◆ **What to do**: Both the line containing "[indicate] the play" and the last line of the listing are included: write out exactly the lines from one to the other.

◆ **Records to use**:
------------------------------------------------

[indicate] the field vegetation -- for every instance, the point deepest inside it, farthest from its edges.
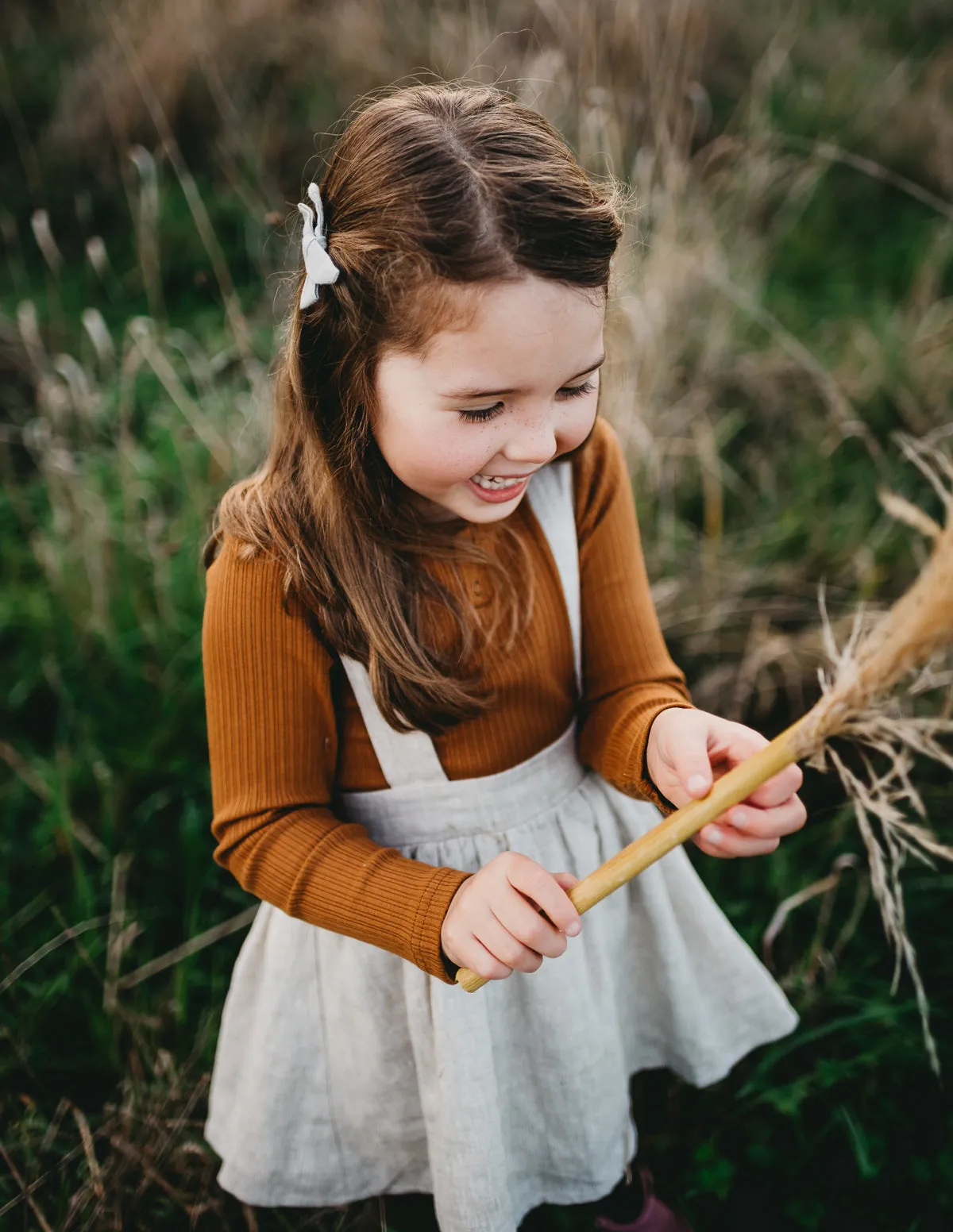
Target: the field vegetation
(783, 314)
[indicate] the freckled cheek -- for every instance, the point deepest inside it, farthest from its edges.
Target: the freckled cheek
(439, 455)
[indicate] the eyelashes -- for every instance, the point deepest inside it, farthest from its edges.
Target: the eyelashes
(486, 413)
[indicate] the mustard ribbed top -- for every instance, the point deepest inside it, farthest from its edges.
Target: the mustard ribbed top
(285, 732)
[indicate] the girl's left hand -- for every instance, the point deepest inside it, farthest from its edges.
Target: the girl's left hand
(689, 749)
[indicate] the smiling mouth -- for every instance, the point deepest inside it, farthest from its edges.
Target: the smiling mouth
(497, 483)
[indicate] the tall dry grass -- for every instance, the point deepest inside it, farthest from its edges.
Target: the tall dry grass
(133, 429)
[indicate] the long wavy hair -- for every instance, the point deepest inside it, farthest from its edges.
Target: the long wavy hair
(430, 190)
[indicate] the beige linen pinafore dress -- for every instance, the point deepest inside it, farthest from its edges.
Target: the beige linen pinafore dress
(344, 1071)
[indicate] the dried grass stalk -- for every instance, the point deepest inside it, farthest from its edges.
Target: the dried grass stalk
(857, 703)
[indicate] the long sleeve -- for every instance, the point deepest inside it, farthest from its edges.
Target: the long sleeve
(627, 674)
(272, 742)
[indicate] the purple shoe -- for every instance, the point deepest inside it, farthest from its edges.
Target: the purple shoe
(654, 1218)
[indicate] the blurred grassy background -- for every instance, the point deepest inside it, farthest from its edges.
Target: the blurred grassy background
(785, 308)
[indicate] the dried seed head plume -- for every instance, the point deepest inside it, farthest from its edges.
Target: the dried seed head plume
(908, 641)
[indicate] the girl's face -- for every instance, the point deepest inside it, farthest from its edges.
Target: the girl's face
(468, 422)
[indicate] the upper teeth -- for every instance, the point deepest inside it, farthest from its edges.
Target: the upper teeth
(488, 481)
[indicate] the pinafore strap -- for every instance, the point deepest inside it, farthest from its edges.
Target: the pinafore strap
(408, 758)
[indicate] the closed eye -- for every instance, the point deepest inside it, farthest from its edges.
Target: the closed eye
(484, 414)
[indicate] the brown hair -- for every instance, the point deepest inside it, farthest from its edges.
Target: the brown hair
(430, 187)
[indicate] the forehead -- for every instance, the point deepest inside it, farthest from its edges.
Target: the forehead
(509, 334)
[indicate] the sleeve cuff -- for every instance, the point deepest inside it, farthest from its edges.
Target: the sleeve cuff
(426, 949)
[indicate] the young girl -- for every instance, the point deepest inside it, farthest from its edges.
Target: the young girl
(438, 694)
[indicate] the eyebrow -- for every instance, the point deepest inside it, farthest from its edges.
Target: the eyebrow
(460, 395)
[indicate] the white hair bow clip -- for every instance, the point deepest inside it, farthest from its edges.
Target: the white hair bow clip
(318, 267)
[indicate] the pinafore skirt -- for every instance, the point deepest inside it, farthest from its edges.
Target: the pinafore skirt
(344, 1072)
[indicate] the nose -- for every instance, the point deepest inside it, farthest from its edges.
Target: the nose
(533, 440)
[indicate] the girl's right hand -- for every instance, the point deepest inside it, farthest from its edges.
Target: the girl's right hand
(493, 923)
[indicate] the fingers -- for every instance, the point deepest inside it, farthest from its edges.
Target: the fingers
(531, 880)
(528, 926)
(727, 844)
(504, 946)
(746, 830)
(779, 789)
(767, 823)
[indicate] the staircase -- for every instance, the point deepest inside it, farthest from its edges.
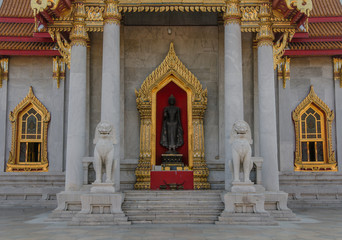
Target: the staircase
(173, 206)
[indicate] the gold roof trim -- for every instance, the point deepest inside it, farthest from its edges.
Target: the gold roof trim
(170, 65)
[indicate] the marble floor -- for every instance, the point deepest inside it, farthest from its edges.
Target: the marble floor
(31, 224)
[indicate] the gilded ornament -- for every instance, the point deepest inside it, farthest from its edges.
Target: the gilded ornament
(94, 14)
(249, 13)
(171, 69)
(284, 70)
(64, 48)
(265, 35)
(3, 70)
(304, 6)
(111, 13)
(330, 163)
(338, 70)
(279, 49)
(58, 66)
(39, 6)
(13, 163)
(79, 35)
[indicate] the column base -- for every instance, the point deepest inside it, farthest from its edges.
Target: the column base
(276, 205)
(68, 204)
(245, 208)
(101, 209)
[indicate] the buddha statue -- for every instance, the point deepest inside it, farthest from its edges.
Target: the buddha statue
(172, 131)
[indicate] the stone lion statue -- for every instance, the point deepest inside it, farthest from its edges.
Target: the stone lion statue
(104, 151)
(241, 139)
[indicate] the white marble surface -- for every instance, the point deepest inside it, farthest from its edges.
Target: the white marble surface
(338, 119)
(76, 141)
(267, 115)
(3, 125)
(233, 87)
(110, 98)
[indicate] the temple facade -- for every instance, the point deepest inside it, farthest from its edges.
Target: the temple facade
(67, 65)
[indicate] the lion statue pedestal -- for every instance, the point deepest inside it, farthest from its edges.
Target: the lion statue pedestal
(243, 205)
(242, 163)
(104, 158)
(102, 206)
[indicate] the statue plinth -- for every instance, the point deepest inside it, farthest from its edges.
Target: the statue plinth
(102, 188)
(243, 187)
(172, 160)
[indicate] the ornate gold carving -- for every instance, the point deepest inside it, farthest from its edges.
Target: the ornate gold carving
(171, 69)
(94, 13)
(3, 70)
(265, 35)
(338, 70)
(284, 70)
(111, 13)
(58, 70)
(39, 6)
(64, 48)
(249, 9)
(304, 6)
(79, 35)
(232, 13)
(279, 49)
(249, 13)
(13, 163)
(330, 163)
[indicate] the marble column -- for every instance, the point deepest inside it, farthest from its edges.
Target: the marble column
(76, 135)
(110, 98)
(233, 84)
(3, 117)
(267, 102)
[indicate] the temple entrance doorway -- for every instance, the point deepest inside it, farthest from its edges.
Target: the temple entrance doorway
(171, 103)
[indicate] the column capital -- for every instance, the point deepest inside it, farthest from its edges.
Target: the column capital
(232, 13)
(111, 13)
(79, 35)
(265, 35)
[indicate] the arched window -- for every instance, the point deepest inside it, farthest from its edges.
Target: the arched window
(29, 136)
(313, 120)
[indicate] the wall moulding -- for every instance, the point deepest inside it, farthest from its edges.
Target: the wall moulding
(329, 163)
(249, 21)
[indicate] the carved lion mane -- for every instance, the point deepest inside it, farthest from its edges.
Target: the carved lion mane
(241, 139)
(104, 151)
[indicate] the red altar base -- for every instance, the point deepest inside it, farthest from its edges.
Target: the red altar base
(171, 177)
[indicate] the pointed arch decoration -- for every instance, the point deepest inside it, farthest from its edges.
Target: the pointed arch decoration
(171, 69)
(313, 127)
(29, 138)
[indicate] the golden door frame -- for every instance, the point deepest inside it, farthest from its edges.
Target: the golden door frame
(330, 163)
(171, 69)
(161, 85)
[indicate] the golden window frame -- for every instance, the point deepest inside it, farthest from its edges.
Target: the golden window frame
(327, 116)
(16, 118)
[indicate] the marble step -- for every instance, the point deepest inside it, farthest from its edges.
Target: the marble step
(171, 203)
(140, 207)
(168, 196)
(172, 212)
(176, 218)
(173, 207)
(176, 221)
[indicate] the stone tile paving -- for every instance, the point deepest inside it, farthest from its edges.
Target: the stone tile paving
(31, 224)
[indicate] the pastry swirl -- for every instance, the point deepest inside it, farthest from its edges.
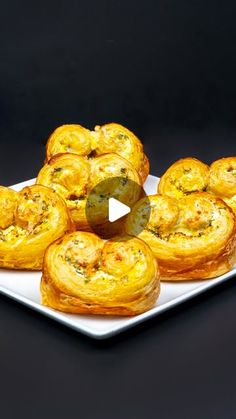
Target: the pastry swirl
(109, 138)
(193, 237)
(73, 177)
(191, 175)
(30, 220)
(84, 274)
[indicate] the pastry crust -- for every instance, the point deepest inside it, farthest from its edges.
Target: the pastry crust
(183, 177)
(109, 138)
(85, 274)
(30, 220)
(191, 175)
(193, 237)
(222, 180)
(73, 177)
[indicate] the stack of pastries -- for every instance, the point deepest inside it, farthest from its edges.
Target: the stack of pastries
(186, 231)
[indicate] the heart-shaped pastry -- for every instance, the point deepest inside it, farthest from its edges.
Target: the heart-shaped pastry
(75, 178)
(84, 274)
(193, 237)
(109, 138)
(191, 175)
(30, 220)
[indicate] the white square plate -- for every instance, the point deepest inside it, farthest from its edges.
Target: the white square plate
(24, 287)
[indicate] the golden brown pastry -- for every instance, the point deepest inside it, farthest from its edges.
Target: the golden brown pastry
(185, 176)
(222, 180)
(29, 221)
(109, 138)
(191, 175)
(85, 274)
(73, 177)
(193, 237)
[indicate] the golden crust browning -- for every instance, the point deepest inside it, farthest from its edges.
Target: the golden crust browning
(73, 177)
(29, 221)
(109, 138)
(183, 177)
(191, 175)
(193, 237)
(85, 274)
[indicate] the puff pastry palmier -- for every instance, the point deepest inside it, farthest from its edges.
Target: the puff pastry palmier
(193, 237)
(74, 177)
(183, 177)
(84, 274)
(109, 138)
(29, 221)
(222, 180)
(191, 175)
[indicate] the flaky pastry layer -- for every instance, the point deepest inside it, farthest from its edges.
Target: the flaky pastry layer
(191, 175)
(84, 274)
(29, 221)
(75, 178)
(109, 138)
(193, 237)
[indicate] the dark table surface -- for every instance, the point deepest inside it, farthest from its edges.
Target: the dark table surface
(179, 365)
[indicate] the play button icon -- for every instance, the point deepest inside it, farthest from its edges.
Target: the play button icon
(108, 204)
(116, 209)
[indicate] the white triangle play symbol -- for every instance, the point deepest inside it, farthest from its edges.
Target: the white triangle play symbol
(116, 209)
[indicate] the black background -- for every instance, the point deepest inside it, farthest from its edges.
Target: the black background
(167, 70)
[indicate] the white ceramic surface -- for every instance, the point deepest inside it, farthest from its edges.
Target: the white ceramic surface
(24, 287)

------------------------------------------------

◆ **In response**:
[indicate] the play button icon -- for every instance, the point deepest inside it, farthest from its edges.
Target: the play button icon
(108, 204)
(116, 209)
[indicate] the white triangle play symbol -- for every instance, the point deepest inside it, farthest from its edges.
Target: the white triangle play symbol
(116, 209)
[indicate] the black background -- for every instance, the point deepest inside it, farthest from its edges.
Target: the black background
(167, 70)
[indicate] the white ceramic surface -- for every instance, the point deepest inside it, farthest from its edges.
Target: the white ceramic surface
(24, 287)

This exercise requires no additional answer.